(Beginning of Page extract)
A national report on alcohol was published recently. A great deal of effort is being made in local health areas to address alcohol problems. A unified board, involving local authorities and people in the health system, can do fundamental work to address that. We must examine the underlying causes, but there is certainly a direct link between substance abuse and use of the health service. That link exists now and will for some time. In an ideal world, it would not be there.

Mr Raffan:

Mr Cumming might want to answer this question. It was said that the Grampian NHS Board area and the Argyll and Clyde NHS Board area have a common drug abuse problem. The highest percentage of heroin use in Scotland is in Fraserburgh. Does that have a major impact on the service that you provide?

Mr Cumming:

Neil Campbell might be better placed than I to comment on that. The biggest impact of drug abuse is on primary care, although there is an impact on secondary care and we see the effects in our accident and emergency departments. It is sad that drug abuse also has a significant effect on our maternity services, for the mothers and their partners and sometimes also for drug-dependent babies.

Mr Raffan:

I might be moving on to questions that have already been asked, but I would like to develop some points. Returning to Grampian's deficit, I would like to ask about your £6.5 million share of the £90 million that was allocated. Was it all used to clear past deficits?

Mr Campbell:

It was not all used to clear past deficits. Our deficit as set out in the Auditor General's report was £4.9 million—the accumulated deficit for 1999-2000 and 2000-01. Our allocation for deficit clearing was £5.5 million. The balance of £600,000 will offset some of our accumulated deficit for this year.

Will that be put towards the deficit or additional services?

Before Mr Campbell answers that question, we will move to the next section of questions. David Davidson is next.

I am sorry—I thought that you wanted to move on to the next section.

No, David Davidson is asking the question.

Which section do you mean?

I was talking about the impact of the £90 million—

That was Mr Raffan's question in section C.

Shall I carry on?

I beg your pardon. Carry on.

We have given you a breather. Do you want to add anything to what you said?

Mr Campbell:

I have forgotten what I said. The bottom line is that we were able to use £600,000 of the £5.5 million against this year's accumulated deficits. None of it was used for service development. It was used for clearing accumulated deficits.

Do you monitor that closely to ensure that that happens?

Mr Campbell:

There is no problem in understanding that part of the equation.

Mr Raffan:

The additional funding was used to clear the £4.9 million deficit and the balance was meant to leave you with a clean sheet. However, as we have discovered, you have £5.4 million in the current year, which will rise to £12.4 million at the end of three years. The money has not achieved its purpose of giving you a clean sheet, has it? You are still heavily in deficit.

Mr Campbell:

The money gave us a clean sheet with which to start the NHS board's term. The system needed to be adjusted in order for us to achieve financial balance year on year. That will take three years, during which we will accumulate a deficit year on year, which will be the cumulative deficit of £12.4 million to which we referred earlier.

Of the £6.5 million, you have several hundred thousand pounds left to go towards the £5.4 million this year, but you will still be left with a huge accumulated deficit. How will you clear that?

Mr Campbell:

We have not yet agreed with the Executive a plan for clearing the accumulated deficit. We have, however, agreed what is probably the hardest task, which is a plan to get back into recurring financial balance. That is challenging enough from a management perspective, given all the scenarios that we discussed.

Reading between the lines, you are saying that it will be a challenge to break even at the end of three years, so you will be looking to the Executive to help you with that.
(End of Page extract)
## Problem details
Could you reproduce the part of the transcript that opens with "We have given" and closes with "that that happens?", swapping "service development" for "new services"? You won't need the records.
(Beginning of Input data)
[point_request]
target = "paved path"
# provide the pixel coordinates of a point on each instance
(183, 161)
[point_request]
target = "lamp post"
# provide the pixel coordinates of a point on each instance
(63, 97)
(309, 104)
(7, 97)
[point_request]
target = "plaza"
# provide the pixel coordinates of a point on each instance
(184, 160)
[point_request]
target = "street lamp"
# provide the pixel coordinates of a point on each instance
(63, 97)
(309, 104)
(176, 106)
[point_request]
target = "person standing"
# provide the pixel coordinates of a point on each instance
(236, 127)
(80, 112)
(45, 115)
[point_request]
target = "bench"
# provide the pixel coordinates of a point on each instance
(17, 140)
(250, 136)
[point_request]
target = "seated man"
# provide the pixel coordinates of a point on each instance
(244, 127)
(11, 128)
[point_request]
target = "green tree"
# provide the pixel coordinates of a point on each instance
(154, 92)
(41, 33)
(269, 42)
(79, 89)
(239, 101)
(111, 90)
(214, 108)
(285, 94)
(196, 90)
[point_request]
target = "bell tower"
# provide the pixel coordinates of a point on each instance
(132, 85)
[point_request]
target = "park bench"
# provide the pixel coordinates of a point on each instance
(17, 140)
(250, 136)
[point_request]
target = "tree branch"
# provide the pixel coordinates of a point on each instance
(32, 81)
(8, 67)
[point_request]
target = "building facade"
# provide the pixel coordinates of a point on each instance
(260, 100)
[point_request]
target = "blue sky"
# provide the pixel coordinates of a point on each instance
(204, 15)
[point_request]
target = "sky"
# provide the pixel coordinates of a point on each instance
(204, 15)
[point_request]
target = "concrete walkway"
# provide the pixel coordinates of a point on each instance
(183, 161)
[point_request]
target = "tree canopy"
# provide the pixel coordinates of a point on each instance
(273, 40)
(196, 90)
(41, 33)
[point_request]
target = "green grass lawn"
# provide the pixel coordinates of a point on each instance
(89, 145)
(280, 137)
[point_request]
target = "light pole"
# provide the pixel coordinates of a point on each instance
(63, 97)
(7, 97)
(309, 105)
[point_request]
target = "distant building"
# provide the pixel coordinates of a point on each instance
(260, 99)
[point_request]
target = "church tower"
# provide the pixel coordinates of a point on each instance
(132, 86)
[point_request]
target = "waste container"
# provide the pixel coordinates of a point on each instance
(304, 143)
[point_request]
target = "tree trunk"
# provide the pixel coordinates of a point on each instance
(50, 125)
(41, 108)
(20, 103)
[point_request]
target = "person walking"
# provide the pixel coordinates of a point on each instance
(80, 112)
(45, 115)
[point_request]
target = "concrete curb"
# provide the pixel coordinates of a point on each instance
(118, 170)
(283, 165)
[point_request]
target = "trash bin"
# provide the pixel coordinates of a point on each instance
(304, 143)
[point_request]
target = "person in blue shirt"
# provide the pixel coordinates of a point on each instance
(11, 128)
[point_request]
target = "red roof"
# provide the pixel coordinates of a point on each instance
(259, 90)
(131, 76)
(End of Input data)
## Task result
We have given you a breather. Do you want to add anything to what you said?

Mr Campbell:

I have forgotten what I said. The bottom line is that we were able to use £600,000 of the £5.5 million against this year's accumulated deficits. None of it was used for new services. It was used for clearing accumulated deficits.

Do you monitor that closely to ensure that that happens?